-------- Extracted entries

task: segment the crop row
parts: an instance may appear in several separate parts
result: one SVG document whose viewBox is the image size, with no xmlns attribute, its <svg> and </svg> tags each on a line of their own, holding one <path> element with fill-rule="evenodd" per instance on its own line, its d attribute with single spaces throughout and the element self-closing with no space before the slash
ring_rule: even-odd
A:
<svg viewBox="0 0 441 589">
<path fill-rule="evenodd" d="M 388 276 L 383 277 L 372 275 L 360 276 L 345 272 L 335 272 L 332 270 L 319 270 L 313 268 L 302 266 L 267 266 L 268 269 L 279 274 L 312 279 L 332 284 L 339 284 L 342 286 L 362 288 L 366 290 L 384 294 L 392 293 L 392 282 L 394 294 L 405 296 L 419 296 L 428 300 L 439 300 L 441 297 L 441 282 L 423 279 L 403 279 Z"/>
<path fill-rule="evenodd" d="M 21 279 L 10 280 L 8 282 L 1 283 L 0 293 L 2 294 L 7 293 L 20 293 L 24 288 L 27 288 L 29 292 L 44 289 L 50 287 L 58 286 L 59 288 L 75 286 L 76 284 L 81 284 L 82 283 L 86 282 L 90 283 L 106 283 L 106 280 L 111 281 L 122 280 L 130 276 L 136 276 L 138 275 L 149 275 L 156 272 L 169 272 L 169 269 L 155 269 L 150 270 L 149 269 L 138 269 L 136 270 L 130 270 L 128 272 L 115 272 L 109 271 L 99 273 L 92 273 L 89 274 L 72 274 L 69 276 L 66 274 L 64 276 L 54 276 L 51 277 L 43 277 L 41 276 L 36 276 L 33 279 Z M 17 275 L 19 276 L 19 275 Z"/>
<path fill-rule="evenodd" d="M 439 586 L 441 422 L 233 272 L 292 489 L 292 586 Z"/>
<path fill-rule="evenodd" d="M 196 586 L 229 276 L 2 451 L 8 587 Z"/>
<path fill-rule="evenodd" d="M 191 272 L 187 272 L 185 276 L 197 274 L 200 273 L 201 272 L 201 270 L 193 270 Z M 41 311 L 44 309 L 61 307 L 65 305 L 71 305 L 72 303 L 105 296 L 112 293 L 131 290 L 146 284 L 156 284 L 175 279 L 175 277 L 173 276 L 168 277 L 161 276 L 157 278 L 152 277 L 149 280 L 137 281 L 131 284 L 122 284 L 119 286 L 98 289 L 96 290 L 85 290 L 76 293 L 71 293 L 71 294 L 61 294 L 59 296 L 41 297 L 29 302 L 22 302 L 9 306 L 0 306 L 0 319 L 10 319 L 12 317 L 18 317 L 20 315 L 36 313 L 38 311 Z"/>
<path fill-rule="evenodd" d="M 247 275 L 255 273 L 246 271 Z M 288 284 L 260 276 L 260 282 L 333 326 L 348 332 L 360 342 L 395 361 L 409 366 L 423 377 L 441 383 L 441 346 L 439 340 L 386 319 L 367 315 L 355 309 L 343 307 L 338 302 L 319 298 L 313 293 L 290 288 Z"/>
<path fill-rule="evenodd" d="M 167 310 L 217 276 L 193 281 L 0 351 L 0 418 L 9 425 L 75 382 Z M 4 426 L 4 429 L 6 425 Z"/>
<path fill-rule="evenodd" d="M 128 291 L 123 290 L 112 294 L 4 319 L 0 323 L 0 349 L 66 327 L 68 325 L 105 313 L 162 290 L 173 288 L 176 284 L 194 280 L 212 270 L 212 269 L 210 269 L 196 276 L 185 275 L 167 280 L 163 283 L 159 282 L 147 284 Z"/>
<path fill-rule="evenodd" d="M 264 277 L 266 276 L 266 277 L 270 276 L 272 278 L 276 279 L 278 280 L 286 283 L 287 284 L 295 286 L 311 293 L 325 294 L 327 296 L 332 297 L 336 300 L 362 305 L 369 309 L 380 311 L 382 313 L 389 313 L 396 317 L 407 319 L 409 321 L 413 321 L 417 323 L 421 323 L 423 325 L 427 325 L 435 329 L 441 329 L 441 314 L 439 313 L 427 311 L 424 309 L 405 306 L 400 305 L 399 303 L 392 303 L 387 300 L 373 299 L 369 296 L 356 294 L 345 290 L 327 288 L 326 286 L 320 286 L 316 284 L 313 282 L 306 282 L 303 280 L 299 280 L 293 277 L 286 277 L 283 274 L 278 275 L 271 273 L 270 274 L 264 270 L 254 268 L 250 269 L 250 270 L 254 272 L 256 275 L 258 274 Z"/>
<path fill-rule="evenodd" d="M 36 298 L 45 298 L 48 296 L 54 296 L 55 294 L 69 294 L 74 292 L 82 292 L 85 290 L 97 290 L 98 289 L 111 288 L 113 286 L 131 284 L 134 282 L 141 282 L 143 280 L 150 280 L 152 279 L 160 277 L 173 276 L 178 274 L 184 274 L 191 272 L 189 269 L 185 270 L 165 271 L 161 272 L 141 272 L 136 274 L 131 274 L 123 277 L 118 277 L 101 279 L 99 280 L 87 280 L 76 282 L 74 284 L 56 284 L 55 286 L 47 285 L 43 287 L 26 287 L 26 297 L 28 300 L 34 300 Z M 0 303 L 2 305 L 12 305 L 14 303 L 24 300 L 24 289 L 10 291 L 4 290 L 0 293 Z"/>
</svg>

----------------

**Written exercise:** Convert the entries above into a numbered list with one line per item, leaving out any blank lines.

**The result:**
1. task: segment the crop row
2. parts: an instance may appear in several separate parts
3. result: one SVG document whose viewBox is the image size, with no xmlns attribute, its <svg> and </svg> tags each on a line of their own, holding one <path> element with fill-rule="evenodd" per instance on its own line, its d attribute with single spaces throughout and the element self-closing with no space before the slash
4. ring_rule: even-odd
5. A:
6. <svg viewBox="0 0 441 589">
7. <path fill-rule="evenodd" d="M 388 276 L 383 277 L 372 275 L 360 276 L 345 272 L 335 272 L 332 270 L 319 270 L 313 268 L 302 266 L 267 266 L 268 269 L 279 274 L 312 279 L 332 284 L 339 284 L 342 286 L 362 288 L 366 290 L 384 294 L 392 293 L 392 282 L 394 294 L 405 296 L 419 296 L 428 300 L 439 300 L 441 297 L 441 282 L 423 279 L 403 279 Z"/>
8. <path fill-rule="evenodd" d="M 21 279 L 10 280 L 8 282 L 1 283 L 0 293 L 2 294 L 7 293 L 20 293 L 24 288 L 27 288 L 29 292 L 44 289 L 50 287 L 58 286 L 59 288 L 75 286 L 76 284 L 81 284 L 82 283 L 86 282 L 90 283 L 106 283 L 106 280 L 111 281 L 122 280 L 130 276 L 136 276 L 138 275 L 149 275 L 156 272 L 169 272 L 169 269 L 155 269 L 150 270 L 149 269 L 138 269 L 136 270 L 130 270 L 128 272 L 115 272 L 109 271 L 99 273 L 92 273 L 89 274 L 72 274 L 69 276 L 66 274 L 64 276 L 54 276 L 51 277 L 43 277 L 41 276 L 36 276 L 33 279 Z M 17 275 L 19 276 L 19 275 Z"/>
9. <path fill-rule="evenodd" d="M 439 586 L 441 422 L 233 272 L 292 489 L 292 586 Z"/>
10. <path fill-rule="evenodd" d="M 196 586 L 229 276 L 2 451 L 8 587 Z"/>
11. <path fill-rule="evenodd" d="M 191 272 L 187 272 L 185 276 L 197 274 L 200 273 L 201 272 L 201 270 L 193 270 Z M 41 311 L 44 309 L 61 307 L 65 305 L 71 305 L 72 303 L 105 296 L 112 293 L 131 290 L 146 284 L 156 284 L 175 279 L 175 277 L 173 276 L 168 277 L 161 276 L 157 278 L 152 277 L 149 280 L 137 281 L 131 284 L 122 284 L 119 286 L 98 289 L 96 290 L 85 290 L 76 293 L 71 293 L 71 294 L 61 294 L 59 296 L 41 297 L 29 302 L 22 302 L 9 306 L 0 306 L 0 319 L 10 319 L 12 317 L 18 317 L 20 315 L 36 313 L 38 311 Z"/>
12. <path fill-rule="evenodd" d="M 247 275 L 255 273 L 246 271 Z M 288 284 L 260 276 L 260 282 L 333 326 L 348 332 L 360 342 L 395 361 L 409 366 L 423 377 L 441 383 L 441 346 L 439 340 L 386 319 L 367 315 L 355 309 L 343 307 L 338 302 L 319 298 L 313 293 L 290 288 Z"/>
13. <path fill-rule="evenodd" d="M 167 310 L 217 276 L 193 281 L 0 351 L 0 418 L 9 425 L 75 382 Z M 4 426 L 4 429 L 6 425 Z"/>
14. <path fill-rule="evenodd" d="M 128 291 L 123 290 L 112 294 L 4 319 L 0 323 L 0 349 L 66 327 L 68 325 L 105 313 L 162 290 L 173 288 L 176 284 L 194 280 L 212 270 L 212 269 L 210 269 L 196 276 L 185 275 L 167 280 L 163 283 L 159 282 L 147 284 Z"/>
15. <path fill-rule="evenodd" d="M 264 277 L 266 276 L 266 277 L 270 276 L 272 278 L 276 279 L 278 280 L 286 283 L 287 284 L 295 286 L 311 293 L 325 294 L 327 296 L 332 297 L 336 300 L 362 305 L 369 309 L 380 311 L 382 313 L 389 313 L 396 317 L 407 319 L 409 321 L 413 321 L 417 323 L 421 323 L 423 325 L 427 325 L 435 329 L 441 329 L 441 314 L 439 313 L 427 311 L 424 309 L 405 306 L 400 305 L 399 303 L 392 303 L 387 300 L 373 299 L 369 296 L 356 294 L 345 290 L 327 288 L 326 286 L 320 286 L 316 284 L 313 282 L 306 282 L 303 280 L 299 280 L 293 277 L 286 277 L 283 274 L 278 275 L 271 273 L 270 274 L 264 270 L 254 268 L 250 269 L 250 270 L 254 272 L 256 275 L 258 274 Z"/>
16. <path fill-rule="evenodd" d="M 36 298 L 45 298 L 48 296 L 54 296 L 55 294 L 69 294 L 74 292 L 82 292 L 85 290 L 97 290 L 98 289 L 111 288 L 113 286 L 131 284 L 134 282 L 141 282 L 143 280 L 150 280 L 152 279 L 160 277 L 173 276 L 178 274 L 184 274 L 191 272 L 189 269 L 185 270 L 165 271 L 161 272 L 141 272 L 136 274 L 131 274 L 123 277 L 118 277 L 101 279 L 99 280 L 87 280 L 76 282 L 74 284 L 56 284 L 55 286 L 47 285 L 43 287 L 26 287 L 26 297 L 28 300 L 34 300 Z M 0 303 L 2 305 L 12 305 L 14 303 L 24 300 L 24 289 L 10 291 L 4 290 L 0 293 Z"/>
17. </svg>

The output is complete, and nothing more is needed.